• [Exercise directions]: Using the entries that follow, write out the line containing "Query: tufted sofa back", the line containing "like x=9, y=855.", and every line between them, exactly and nothing else.

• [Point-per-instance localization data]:
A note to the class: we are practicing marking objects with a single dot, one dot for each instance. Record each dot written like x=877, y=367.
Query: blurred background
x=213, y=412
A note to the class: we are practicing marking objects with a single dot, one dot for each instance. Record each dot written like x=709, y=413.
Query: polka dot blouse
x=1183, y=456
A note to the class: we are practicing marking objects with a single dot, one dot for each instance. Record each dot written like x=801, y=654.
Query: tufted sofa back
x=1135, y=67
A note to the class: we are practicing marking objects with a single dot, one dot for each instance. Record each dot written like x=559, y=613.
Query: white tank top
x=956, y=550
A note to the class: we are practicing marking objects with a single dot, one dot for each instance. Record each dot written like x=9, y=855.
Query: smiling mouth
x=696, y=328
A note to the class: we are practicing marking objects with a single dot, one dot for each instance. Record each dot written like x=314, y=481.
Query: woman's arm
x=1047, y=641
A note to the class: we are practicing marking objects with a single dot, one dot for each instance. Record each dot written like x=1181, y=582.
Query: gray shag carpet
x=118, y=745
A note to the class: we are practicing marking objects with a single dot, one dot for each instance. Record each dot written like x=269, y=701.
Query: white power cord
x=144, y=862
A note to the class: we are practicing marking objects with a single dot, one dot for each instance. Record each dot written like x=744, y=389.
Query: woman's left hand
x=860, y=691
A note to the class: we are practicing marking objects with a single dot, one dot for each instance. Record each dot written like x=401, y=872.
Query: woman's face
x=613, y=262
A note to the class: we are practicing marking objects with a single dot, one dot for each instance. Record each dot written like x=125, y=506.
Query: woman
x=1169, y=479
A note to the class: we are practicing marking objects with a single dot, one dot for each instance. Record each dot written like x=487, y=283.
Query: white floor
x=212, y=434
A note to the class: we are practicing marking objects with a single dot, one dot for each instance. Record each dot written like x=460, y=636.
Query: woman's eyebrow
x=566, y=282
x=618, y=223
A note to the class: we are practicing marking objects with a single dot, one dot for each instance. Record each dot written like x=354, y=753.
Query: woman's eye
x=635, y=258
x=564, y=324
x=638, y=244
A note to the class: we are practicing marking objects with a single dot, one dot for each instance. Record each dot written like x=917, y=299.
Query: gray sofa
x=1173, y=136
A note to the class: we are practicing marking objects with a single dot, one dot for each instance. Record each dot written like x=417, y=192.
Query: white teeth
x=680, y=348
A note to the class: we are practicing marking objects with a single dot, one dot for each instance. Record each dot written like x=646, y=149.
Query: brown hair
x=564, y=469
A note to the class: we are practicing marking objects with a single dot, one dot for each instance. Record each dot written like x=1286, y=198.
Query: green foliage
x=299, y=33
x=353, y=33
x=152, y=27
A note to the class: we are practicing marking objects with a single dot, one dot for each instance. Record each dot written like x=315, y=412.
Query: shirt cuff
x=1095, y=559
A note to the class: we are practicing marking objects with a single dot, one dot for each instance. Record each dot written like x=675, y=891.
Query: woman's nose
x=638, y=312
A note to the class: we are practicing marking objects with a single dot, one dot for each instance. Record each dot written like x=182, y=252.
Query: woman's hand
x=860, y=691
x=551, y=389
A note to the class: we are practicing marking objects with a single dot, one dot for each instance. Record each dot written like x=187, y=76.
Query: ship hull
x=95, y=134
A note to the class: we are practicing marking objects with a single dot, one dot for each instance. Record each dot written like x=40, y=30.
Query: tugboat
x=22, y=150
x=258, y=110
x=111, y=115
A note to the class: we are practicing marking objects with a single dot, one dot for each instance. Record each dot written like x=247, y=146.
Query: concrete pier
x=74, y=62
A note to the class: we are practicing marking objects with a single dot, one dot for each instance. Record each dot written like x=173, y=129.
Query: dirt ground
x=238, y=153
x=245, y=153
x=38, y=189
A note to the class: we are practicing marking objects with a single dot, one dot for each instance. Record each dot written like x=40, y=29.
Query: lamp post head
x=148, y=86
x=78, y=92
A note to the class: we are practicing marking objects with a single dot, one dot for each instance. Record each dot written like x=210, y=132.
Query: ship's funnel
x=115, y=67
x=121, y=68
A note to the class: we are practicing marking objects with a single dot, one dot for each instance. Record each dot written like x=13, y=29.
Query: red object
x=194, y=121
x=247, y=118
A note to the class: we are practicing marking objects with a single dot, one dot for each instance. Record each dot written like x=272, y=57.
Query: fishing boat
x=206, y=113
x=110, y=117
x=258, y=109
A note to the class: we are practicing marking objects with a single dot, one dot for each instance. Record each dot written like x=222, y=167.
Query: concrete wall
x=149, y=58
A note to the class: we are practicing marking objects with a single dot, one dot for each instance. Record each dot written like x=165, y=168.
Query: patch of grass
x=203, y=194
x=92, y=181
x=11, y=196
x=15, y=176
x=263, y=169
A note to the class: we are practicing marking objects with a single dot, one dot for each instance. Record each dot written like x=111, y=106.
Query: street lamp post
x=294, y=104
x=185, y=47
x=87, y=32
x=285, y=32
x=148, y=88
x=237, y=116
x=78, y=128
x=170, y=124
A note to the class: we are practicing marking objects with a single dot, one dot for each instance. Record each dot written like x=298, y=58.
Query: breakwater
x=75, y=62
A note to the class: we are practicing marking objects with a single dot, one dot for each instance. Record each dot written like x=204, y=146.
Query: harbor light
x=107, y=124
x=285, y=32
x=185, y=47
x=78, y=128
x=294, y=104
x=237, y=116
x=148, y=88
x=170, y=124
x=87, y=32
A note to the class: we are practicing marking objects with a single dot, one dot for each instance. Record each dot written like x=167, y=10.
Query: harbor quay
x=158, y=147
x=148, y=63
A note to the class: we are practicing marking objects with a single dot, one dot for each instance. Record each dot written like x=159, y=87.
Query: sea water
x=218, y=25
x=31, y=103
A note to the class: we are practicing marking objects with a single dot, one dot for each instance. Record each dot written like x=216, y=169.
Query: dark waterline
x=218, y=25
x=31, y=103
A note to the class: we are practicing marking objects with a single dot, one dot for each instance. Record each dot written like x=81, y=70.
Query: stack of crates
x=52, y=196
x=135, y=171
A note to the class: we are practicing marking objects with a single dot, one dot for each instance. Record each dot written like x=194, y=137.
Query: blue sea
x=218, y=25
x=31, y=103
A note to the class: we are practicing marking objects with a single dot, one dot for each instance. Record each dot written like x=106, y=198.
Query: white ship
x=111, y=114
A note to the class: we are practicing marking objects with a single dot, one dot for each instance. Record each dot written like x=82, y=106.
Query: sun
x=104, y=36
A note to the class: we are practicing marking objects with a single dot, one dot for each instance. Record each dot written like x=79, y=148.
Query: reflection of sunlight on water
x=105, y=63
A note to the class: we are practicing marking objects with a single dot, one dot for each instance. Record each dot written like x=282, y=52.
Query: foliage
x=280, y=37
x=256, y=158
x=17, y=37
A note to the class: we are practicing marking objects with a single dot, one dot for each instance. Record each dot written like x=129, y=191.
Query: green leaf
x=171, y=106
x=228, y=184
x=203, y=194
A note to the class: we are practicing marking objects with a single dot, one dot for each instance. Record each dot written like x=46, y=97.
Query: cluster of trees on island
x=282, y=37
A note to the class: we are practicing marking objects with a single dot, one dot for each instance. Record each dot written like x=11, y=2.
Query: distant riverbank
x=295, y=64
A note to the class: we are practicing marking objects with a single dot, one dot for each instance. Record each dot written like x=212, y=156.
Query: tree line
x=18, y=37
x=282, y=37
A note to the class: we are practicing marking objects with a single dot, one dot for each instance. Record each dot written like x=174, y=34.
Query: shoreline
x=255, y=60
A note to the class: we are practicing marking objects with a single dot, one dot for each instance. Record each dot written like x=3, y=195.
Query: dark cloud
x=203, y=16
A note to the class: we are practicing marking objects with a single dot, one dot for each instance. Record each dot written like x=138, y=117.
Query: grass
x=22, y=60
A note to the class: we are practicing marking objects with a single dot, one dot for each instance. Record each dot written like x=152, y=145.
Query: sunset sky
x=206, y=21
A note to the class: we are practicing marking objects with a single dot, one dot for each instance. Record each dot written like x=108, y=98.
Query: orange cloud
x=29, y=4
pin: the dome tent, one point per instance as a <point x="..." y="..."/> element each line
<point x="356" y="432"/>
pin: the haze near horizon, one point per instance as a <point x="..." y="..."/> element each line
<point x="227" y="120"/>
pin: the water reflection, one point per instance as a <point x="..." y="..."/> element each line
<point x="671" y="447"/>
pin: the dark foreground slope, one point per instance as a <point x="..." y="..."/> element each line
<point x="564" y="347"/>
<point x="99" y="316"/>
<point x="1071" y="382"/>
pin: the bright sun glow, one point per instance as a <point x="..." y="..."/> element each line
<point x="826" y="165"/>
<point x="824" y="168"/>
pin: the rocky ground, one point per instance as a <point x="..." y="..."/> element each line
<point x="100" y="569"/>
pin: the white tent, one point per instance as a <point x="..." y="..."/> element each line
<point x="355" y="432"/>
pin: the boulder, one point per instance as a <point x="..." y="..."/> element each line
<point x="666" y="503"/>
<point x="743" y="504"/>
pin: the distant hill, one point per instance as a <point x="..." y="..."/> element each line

• [Response]:
Query: tufted sofa back
x=1135, y=67
A note to the class: we are practicing marking objects with a single dot, one dot for each instance. Record each dot written like x=559, y=613.
Query: white tank top
x=956, y=550
A note to the class: we are practicing marking objects with a single dot, one dot for each instance. Record each dot written like x=9, y=855.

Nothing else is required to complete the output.